__GOALS__.
• A. Reproduce word for word the part of the study excerpt that begins at the words "Second explicit judgment" and stops after "on their responses.".
• B. In the study excerpt, for which kinds of question did children receive a point when they indicated the expert?

Dog Pictures and Statements Made by Informants During the Familiarization Period of Studies 1 and 2
image

Second explicit judgment trial. After familiarization, the children were shown still images of the two informants and asked the explicit judgment question a second time, “Who knows more about dogs?” Again, children received no explicit feedback from the experimenter on their responses.

Test trials. In the test phase, children were shown four video clips in which the two informants made conflicting claims about four new dogs or artifacts, depending on condition. Prior to each clip being shown, the experimenter presented children with a picture of a new dog or artifact (depending on condition) and asked them to indicate which informant they would like to ask about it (hereafter, “ask” trials): “Do you know what kind of dog this is/what this is called? I bet one of these people can help. Which person would you like to ask?” (Children who claimed to know the name of an object or dog breed were told, “Actually, I don’t think that’s what it’s called” before the experimenter asked them whom they’d like to ask.) Both verbal (e.g., “Kate,”“girl in the pink shirt”) and nonverbal (i.e., pointing) responses were recorded.

After each ask trial, the experimenter started the videoclip corresponding to the novel dog or artifact the child had just been shown. In each clip, a previously unseen female actor presented one informant with the picture, and asked, “Can you tell me what this is called?” The first informant responded by saying, for example, “That’s a blicket dog” in the dog condition, or “That’s a blicket” in the artifact condition. The same question was then posed to the second informant who responded by saying, for example, “That’s a jeter [dog].” Whether the novice or expert was asked to name an item first alternated across the four clips.

After the two informants had labeled a picture, the experimenter paused the video, repeated the informants’ labels, and asked children to endorse one of the two labels (hereafter, “endorse” trials). For example, “She said it’s a blicket [dog] and she said it’s a jeter [dog]. What do you think it’s called, a blicket [dog] or a jeter [dog]?”Table 2 shows a list of the test stimuli in both conditions as well as the actors’ conflicting comments about each item.

Table 2.
Test Stimuli for Both Dog and Artifact Conditions of Studies 1 and 2
image

The entire session lasted approximately 10 min and was videotaped. Children received a point for indicating the expert for every explicit judgment and ask and endorse question.

__EXTRACTED RECORDS__.
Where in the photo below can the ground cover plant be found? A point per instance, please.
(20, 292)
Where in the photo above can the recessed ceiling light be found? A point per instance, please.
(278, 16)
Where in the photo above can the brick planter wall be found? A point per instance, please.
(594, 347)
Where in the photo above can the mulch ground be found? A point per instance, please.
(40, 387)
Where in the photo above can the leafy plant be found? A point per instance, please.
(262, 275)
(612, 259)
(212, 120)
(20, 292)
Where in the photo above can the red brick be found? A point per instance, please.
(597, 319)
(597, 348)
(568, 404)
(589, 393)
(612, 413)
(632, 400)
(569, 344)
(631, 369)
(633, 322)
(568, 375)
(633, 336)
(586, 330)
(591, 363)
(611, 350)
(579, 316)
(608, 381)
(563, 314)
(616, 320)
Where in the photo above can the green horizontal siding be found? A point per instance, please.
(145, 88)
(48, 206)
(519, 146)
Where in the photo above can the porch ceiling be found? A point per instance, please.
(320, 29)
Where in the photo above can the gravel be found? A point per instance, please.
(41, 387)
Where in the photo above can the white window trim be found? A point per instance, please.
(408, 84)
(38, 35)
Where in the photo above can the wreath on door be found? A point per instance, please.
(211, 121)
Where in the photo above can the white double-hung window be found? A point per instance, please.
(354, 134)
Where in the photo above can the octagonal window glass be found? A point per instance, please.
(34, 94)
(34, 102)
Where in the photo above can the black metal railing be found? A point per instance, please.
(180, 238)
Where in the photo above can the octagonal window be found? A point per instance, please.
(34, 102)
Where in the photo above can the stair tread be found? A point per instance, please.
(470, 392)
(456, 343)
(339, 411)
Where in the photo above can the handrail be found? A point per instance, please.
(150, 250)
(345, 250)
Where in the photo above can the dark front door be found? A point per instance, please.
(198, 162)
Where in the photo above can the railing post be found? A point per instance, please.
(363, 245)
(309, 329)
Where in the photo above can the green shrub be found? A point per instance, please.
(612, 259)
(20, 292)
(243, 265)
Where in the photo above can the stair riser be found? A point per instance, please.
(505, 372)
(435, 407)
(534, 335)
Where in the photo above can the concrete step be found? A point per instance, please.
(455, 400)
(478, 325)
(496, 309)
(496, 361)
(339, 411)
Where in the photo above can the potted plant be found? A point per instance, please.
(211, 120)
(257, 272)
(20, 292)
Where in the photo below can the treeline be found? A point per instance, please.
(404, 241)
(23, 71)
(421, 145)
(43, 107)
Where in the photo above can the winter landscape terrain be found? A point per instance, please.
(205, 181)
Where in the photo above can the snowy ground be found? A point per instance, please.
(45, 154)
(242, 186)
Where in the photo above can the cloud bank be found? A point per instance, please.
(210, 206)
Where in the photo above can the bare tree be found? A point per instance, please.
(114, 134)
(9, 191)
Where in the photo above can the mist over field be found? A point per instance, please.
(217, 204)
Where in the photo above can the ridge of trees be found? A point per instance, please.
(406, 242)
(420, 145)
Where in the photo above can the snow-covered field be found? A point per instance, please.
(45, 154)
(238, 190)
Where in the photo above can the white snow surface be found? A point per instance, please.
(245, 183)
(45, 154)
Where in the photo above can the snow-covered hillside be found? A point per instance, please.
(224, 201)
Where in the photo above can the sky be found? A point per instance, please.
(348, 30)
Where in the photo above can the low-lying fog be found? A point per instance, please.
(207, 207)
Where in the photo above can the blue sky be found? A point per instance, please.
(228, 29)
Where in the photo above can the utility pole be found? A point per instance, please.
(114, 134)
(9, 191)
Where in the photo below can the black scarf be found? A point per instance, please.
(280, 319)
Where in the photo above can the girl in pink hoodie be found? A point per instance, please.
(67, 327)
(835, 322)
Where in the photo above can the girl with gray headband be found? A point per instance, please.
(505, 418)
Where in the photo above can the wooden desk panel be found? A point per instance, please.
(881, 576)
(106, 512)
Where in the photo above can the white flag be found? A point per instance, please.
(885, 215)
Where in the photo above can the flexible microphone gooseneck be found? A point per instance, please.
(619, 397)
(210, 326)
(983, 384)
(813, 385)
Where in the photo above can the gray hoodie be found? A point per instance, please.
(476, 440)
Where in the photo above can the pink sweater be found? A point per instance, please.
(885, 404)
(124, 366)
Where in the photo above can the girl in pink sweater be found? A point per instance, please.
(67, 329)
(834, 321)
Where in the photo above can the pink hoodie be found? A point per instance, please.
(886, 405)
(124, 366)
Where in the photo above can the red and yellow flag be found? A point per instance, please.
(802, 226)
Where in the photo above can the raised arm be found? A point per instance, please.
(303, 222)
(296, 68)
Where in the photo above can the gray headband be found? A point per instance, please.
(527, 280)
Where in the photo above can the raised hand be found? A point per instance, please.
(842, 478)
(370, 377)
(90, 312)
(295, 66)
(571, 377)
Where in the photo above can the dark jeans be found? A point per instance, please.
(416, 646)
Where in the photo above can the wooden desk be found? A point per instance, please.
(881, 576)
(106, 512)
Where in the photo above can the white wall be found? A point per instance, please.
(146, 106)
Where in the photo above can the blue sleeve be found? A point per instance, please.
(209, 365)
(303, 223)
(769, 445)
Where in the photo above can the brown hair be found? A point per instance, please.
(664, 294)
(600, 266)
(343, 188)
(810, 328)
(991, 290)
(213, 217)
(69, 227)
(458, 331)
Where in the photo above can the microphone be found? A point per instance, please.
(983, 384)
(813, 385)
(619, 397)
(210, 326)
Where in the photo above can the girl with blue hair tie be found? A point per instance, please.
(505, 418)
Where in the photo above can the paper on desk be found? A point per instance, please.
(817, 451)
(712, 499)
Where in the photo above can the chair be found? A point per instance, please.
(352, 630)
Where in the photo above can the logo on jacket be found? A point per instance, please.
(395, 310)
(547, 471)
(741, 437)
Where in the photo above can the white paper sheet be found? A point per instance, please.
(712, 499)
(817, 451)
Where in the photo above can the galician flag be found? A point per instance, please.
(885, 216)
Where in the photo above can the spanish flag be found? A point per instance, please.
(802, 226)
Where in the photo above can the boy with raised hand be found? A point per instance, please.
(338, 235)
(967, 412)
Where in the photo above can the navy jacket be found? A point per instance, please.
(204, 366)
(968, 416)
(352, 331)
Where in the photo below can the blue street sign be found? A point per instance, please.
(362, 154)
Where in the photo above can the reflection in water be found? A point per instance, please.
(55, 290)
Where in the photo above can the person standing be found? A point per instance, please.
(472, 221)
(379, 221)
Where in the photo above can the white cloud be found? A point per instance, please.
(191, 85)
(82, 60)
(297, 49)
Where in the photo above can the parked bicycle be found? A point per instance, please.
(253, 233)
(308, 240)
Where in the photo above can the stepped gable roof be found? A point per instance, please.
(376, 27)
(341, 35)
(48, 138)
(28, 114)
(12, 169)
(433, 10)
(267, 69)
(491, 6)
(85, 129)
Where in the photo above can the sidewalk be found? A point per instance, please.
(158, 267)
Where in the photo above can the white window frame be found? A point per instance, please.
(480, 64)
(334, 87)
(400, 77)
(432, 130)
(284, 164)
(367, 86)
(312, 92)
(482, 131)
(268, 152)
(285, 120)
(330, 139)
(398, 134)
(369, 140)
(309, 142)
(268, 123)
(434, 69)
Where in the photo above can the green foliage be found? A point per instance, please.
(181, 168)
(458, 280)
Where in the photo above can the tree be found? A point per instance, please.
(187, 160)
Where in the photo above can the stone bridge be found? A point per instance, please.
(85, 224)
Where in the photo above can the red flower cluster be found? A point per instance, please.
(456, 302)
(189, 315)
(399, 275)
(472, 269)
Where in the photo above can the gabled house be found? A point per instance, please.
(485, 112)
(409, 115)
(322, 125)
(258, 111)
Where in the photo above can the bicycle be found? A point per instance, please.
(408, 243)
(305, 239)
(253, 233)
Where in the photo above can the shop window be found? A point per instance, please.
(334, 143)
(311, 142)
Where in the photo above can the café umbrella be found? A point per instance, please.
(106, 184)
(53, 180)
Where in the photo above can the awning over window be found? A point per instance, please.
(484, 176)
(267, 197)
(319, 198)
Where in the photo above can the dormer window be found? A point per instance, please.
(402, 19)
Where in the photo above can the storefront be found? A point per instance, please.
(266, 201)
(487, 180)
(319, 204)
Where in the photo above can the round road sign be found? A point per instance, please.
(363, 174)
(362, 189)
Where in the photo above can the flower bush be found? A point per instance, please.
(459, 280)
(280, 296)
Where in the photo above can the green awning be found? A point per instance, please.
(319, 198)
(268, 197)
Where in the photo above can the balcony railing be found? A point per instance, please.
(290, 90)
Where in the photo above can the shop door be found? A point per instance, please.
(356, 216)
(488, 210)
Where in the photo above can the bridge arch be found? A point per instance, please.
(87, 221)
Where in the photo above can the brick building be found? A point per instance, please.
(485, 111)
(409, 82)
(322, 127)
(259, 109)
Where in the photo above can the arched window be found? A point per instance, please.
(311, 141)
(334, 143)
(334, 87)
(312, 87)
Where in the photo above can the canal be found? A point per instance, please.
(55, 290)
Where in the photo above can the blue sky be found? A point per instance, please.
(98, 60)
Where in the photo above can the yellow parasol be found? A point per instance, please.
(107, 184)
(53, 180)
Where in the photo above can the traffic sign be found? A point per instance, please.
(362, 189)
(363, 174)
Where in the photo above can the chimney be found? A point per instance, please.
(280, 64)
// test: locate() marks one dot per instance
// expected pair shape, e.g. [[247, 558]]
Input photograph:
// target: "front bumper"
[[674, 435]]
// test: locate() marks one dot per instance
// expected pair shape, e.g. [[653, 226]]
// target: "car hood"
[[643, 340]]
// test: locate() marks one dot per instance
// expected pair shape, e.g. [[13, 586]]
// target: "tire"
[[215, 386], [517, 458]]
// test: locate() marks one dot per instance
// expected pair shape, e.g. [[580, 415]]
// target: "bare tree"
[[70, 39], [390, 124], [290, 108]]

__SOLUTIONS TO THE PROBLEMS__.
• A.
Second explicit judgment trial. After familiarization, the children were shown still images of the two informants and asked the explicit judgment question a second time, “Who knows more about dogs?” Again, children received no explicit feedback from the experimenter on their responses.

• B.
- Explicit judgment questions
- Ask questions
- Endorse questions